SET PROBLEM: Pull out each line of the listing below that contains the string "leaf", and copy those lines unchanged. Matching is case-sensitive.

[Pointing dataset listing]
○ ○ ○ ○

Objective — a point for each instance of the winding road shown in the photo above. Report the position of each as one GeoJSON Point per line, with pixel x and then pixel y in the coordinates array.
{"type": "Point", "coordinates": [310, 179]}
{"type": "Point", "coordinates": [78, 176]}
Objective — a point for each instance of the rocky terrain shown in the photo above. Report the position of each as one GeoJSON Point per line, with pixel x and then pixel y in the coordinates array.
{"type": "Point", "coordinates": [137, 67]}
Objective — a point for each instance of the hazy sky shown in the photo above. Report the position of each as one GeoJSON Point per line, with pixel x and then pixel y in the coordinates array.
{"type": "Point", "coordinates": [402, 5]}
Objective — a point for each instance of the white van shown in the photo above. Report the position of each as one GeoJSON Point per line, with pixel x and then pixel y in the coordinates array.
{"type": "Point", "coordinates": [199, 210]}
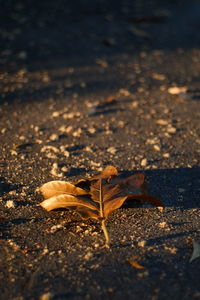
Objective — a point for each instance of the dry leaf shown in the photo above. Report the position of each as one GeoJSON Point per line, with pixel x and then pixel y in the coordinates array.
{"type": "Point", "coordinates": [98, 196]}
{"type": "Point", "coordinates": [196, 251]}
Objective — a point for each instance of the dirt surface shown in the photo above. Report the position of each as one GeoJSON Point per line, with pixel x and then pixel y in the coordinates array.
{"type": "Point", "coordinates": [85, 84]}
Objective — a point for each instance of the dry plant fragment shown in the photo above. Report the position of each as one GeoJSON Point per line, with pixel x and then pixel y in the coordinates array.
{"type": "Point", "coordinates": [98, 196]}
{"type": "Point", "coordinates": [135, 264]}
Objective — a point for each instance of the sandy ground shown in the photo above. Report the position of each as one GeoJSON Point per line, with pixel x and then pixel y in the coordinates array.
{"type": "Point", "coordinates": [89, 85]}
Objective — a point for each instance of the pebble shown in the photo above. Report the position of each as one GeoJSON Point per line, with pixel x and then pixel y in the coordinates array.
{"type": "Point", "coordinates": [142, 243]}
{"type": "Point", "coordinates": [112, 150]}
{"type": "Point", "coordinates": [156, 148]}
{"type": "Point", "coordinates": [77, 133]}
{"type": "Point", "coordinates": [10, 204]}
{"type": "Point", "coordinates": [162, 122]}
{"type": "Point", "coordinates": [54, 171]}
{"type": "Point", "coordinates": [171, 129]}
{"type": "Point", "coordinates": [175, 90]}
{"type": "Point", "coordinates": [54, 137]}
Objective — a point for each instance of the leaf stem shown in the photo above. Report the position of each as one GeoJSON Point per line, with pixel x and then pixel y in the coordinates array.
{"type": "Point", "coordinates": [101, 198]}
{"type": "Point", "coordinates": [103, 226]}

○ ○ ○ ○

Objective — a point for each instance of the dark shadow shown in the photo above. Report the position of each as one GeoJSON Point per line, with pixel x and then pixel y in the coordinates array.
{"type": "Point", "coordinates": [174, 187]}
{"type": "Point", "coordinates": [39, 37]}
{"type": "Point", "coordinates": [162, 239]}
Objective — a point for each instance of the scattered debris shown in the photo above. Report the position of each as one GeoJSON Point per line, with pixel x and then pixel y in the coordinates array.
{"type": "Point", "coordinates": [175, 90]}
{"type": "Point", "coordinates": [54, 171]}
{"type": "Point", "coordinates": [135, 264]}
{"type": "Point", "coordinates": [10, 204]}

○ ○ ○ ○

SOLUTION FOR THIS PROBLEM:
Objective — a point for each instance of the dry leaf shown in the photo above. Report the position of each as one GeoJSON Point per line, with pixel x and then pixel y in the coordinates array.
Objective — a point for each instance of the leaf stem shown in the photo above. Report the position of each as one GeoJSON Point per line, with pixel x and then pixel y in the coordinates array.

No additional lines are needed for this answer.